### TASK OBJECTIVE
Go through the records below and show every line with the string "trim".

(Collected data entries)

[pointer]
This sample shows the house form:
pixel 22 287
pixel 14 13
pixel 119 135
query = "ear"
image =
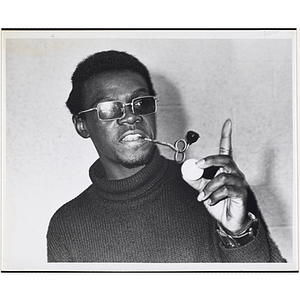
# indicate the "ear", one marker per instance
pixel 80 126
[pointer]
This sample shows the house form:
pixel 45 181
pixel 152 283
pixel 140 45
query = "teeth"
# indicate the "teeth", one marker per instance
pixel 132 137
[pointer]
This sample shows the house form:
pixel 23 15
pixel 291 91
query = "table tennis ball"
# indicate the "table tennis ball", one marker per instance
pixel 190 170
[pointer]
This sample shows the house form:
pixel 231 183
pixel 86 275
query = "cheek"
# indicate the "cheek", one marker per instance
pixel 151 123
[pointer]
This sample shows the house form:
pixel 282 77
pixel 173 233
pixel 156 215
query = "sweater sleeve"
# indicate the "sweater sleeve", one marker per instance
pixel 261 249
pixel 56 243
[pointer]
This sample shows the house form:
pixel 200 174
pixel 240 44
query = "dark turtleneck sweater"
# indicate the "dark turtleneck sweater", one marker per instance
pixel 152 216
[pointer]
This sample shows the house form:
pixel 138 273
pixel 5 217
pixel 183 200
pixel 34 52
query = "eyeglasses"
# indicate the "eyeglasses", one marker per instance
pixel 111 110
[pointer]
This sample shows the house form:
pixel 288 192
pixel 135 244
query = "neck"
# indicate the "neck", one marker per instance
pixel 117 172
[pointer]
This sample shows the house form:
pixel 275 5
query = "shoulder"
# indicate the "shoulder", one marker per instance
pixel 72 208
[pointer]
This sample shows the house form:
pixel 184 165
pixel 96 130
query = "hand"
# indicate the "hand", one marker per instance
pixel 225 196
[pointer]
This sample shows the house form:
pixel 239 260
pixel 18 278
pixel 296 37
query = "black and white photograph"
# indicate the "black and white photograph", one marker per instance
pixel 149 150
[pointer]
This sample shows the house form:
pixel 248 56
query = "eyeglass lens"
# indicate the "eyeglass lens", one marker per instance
pixel 114 109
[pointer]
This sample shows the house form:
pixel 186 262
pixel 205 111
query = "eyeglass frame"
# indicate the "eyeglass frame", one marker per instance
pixel 123 108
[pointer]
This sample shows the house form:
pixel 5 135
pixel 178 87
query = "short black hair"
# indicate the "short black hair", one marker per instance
pixel 98 63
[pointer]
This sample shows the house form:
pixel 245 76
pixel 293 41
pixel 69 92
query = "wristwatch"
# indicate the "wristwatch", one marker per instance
pixel 242 238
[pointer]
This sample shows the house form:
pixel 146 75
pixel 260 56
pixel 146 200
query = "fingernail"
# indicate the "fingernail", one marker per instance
pixel 201 196
pixel 200 163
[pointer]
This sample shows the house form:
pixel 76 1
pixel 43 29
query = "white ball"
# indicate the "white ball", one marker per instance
pixel 190 170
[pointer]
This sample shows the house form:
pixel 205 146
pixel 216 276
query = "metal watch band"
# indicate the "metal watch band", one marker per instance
pixel 245 237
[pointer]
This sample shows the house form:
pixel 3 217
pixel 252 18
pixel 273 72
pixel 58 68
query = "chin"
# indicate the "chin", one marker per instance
pixel 137 160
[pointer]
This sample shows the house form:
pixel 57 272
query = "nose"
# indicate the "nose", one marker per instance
pixel 129 117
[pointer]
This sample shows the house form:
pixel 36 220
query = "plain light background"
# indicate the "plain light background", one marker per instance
pixel 200 81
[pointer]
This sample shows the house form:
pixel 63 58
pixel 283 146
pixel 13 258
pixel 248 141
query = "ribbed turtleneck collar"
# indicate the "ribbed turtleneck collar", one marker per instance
pixel 130 187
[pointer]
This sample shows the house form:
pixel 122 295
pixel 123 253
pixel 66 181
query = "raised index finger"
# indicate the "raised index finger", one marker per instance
pixel 225 143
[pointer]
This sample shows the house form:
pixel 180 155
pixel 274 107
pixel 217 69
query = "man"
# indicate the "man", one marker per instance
pixel 139 208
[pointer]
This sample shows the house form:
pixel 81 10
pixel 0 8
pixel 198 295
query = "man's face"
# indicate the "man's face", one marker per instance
pixel 118 141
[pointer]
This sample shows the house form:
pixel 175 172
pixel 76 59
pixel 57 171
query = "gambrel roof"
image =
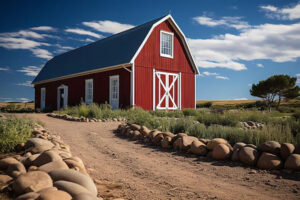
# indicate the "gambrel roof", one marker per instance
pixel 118 49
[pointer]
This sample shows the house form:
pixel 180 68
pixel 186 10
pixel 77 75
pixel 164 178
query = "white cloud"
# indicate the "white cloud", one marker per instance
pixel 276 42
pixel 108 26
pixel 298 78
pixel 232 22
pixel 289 13
pixel 26 83
pixel 222 77
pixel 23 99
pixel 4 68
pixel 83 32
pixel 43 28
pixel 260 65
pixel 42 53
pixel 30 70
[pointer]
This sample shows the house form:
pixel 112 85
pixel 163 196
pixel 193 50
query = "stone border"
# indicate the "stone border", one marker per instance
pixel 44 168
pixel 270 155
pixel 83 119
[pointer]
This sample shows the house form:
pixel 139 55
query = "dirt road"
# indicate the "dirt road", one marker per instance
pixel 127 169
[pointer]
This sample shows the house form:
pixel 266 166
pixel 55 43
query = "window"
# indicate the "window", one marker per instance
pixel 166 44
pixel 89 91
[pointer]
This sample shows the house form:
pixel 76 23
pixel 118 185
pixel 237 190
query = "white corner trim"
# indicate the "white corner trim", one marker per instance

### ANSWER SECTION
query = "white corner trim"
# indicate the "white corner trim", one marker per instance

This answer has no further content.